- [ITEMS]
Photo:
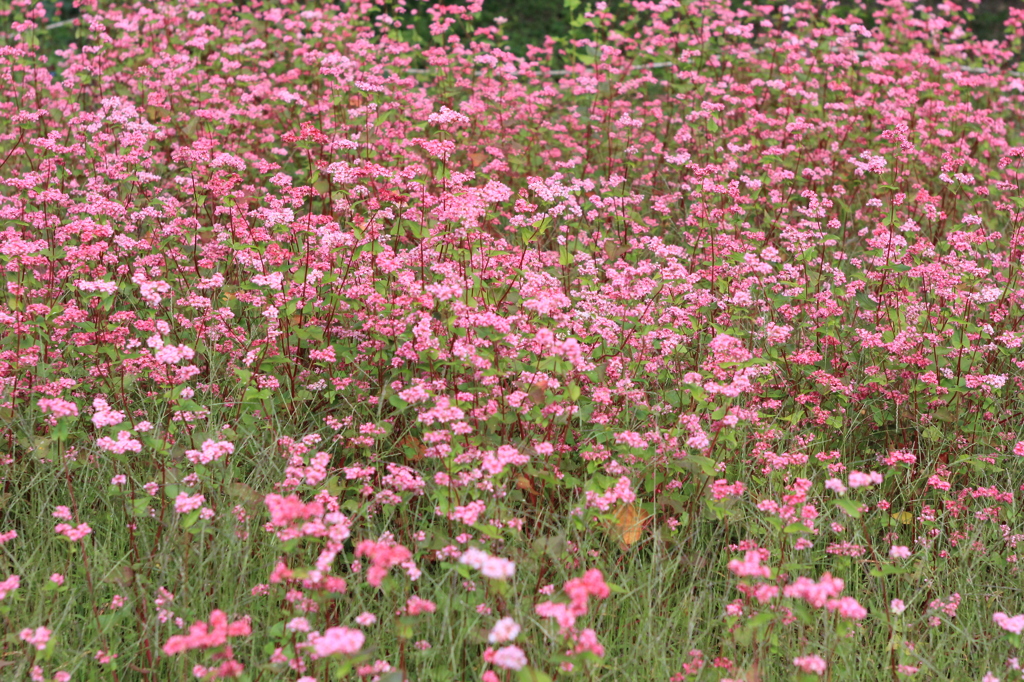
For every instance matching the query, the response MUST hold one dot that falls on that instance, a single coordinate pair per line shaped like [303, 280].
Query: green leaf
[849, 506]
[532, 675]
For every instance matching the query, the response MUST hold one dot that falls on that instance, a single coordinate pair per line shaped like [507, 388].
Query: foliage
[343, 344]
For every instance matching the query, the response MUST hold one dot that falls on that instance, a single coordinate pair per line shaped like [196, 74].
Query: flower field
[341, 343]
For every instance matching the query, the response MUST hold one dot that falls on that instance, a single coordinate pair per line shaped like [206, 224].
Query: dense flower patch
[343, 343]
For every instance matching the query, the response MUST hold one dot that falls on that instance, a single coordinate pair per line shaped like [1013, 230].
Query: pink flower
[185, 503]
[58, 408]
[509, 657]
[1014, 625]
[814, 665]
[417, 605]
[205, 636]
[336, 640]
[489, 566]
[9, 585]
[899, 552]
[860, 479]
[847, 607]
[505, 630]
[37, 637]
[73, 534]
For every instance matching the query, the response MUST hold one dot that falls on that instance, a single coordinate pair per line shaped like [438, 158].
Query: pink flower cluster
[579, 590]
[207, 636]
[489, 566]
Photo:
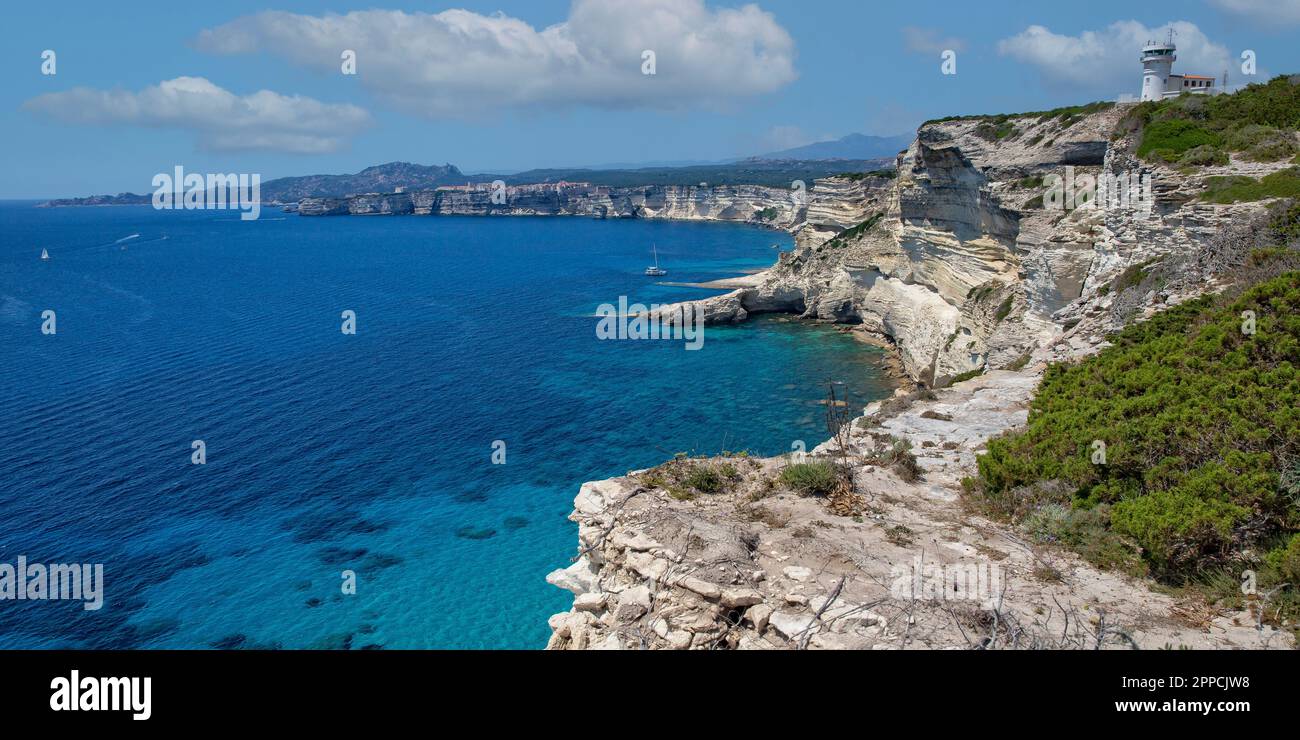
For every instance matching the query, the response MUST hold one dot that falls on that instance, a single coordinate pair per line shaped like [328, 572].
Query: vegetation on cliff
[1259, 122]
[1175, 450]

- [WHAT TO PRODUCE] Turn every line of the entries above into a JSON list of strings, one string per line, with blank lines and the pictures left out.

- [CORRECT OUTPUT]
[
  "Photo:",
  "For every instance matching the query, the response MUST hold one dot that falls on that instance, a single coordinate pair per line shaped like [303, 280].",
  "Query: green leaf",
  "[849, 506]",
  "[532, 675]",
  "For every instance matching the query, the response MUST hold one dot that falls on that instance, a single coordinate pair per line shaped like [507, 388].",
  "Query: foliage",
  "[343, 344]",
  "For every instance matching the query, the response MUST hold one dot that falls on that instance, a single coordinate pair per line shaped like [196, 74].",
  "Query: flower field",
  "[341, 343]",
  "For every instance matching the query, the response MUST hold one dot that falls on that instance, a single coordinate pair per line shaped like [206, 224].",
  "Query: dense flower patch",
  "[343, 343]",
  "For every instance matching the query, the response MUST hold one dot that falls on that instance, a single coordinate pair per line shaped like [1013, 230].",
  "Query: pink flower",
  "[185, 503]",
  "[58, 408]",
  "[509, 657]",
  "[1014, 625]",
  "[814, 665]",
  "[417, 605]",
  "[205, 636]",
  "[336, 640]",
  "[489, 566]",
  "[9, 585]",
  "[899, 552]",
  "[860, 479]",
  "[847, 607]",
  "[505, 630]",
  "[37, 637]",
  "[73, 534]",
  "For every instance matching the query, the response MUST hold one dot that falls on that instance, a single coordinate pair per line shaped like [438, 158].",
  "Query: pink flower cluster",
  "[579, 590]",
  "[207, 636]",
  "[489, 566]",
  "Photo:",
  "For every instance matching the query, the response MUST hold one dot that falls on that instance, a single coordinate pair per line shaped like [328, 572].",
  "Query: vegetation on cliff",
  "[1259, 122]",
  "[1175, 450]"
]